Using 2^64 instead of 2^56 space is not nice, but there are more elaborate workarounds for this I'm too lazy to describe here.

Prof. Paar, wonderful lectures to date (even though I don't speak German, ha)

One nitpick question - in your Theorem 5.2.1, which describes the expected # of false keys, should there be an extra "minus 1" at the end, to account for the one true positive key?

Or to ask with an example, if in AES we have both an input block size of 128 bits, and a key length of 128 bits, and one PT/CT pair, do we on average expect 2^(128-1*128) = 2^0 = 1 false positives, or NO (2^0 - 1) false positives?

Thanks!

Hats off, Prof Paar! Excellent lectures.

Go to sleep but don't talk 😍😍

Thanks a lot.

I think It's important to point out that the reason The Meet-In-The-Middle attack works efficiently is because we are assuming that searching the table is O(1) complexity or at most O(log(n))

It is worth noting that the formula in the end to calculate expected number of keys that will be false positives is not correct. It is just a simplified approximation that only works when you have a large discrepancy between the value of H and the sum of t*n.
For example if you assume t = 1, H = 64 and t = 64 you get a result of 1, which is obviously incorrect as the probability of having a false positive should be about 0.64. You get correct values in that case by using the formula: 1-(1-2^-n)^(2^H-1), note that you need a calculator with variable precision arithmetic to handle the huge exponents and the high precisions in the intermediate steps.

Great explanation. I get the point of the critique of double encryption. However, I wouldn't say it is only "marginally" more secure than DES. Not only does the attacker have to perform 2^57 encrypt/decrypt steps and to obtain something like an exabyte (million terabytes) of storage, he also has to perform 2^56 lookups on a table that takes an exabyte of storage. The NSA and several other intelligence agencies certainly could do that, even Google could probably do that, but it seems like would be prohibitive to any but the most well-funded of evil entities.
I suppose I think like an ordinary engineer rather than a cryptographic computer scientist when thinking about "marginal" improvements.

Came here for learning about 3DES, stayed for learning German :)

I'm not really sold on the idea that storing 1.08 exabytes of intermediate ciphertext and keys is at all reasonable for an attack, but I suppose it isn't impossible.

Actually, "naïve" isn't really an English word. I think it was actually a French word that was just adopted into the language--similarly to "déjà vu," "cliché," and "fiancé."

Double Enc Attack we are talking about exabytes of storage which is A LOT!

Note that the number of phase II 2E56 - 1 because you cannot use the key that was used to encrypt oherwise the X1 would be equal to Y1.

Hello Professor,

I have one question in this lecture. For double and triple encryption, meet in the middle attack, phase 1 is to encrypt X1 for all possible keys. But how does an attacker know whats X1?

Thank you Professor! This is the type of lecture values outstand than reading the textbook by myself!!

If the problem with DES is that takes a key which is too short in length, is there a way to effectively scale DES like using the same network and principles but with more rounds, more s-boxes etc. so it can be fed a larger key?

In the triple des, you can also do the meet in the middle attack because we know all the intermediate values. So using intermediate values first we can try to find first two keys, when we find them then we can pass to find the third key. Can we do that? Is my question clear?

bro's german is very understandable , but huge respect sir , super , Es hat mir viel Spaß gemacht, aber der Vortrag ist okay

Is it still possible to take your course at uni? JB

I don't believe that there is no hardware capable of brute forcing a 128 bits encryption.

Thank you Professor, great lectures

* [Data excerpt]
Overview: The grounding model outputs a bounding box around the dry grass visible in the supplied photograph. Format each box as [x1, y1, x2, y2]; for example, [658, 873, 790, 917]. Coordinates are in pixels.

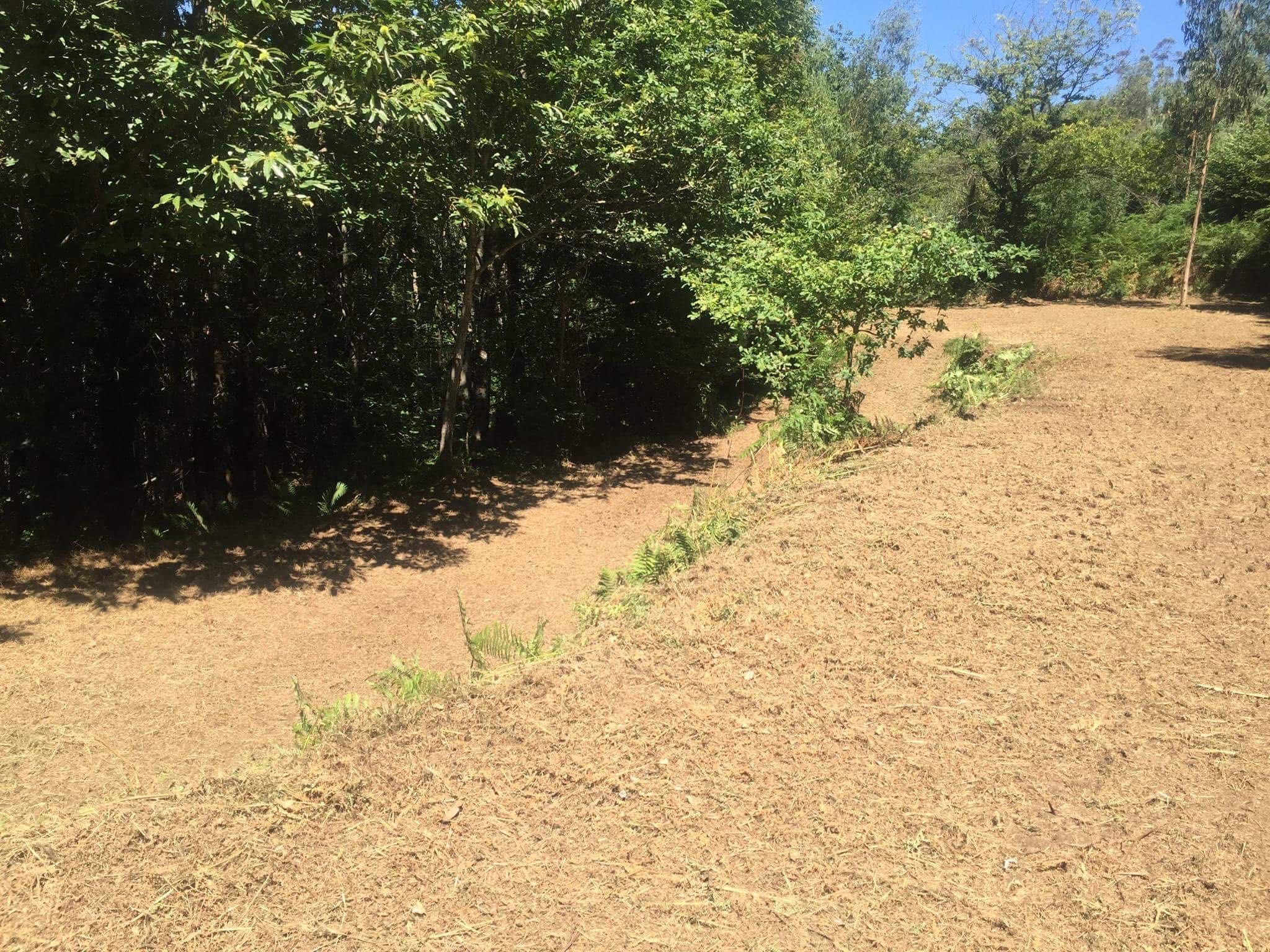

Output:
[0, 307, 1270, 952]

* [Aim] Pull out the passage of the comment thread on double and triple DES between "Great explanation. I" and "of evil entities.", inclusive, copying it word for word.

* [Output below]
Great explanation. I get the point of the critique of double encryption. However, I wouldn't say it is only "marginally" more secure than DES. Not only does the attacker have to perform 2^57 encrypt/decrypt steps and to obtain something like an exabyte (million terabytes) of storage, he also has to perform 2^56 lookups on a table that takes an exabyte of storage. The NSA and several other intelligence agencies certainly could do that, even Google could probably do that, but it seems like would be prohibitive to any but the most well-funded of evil entities.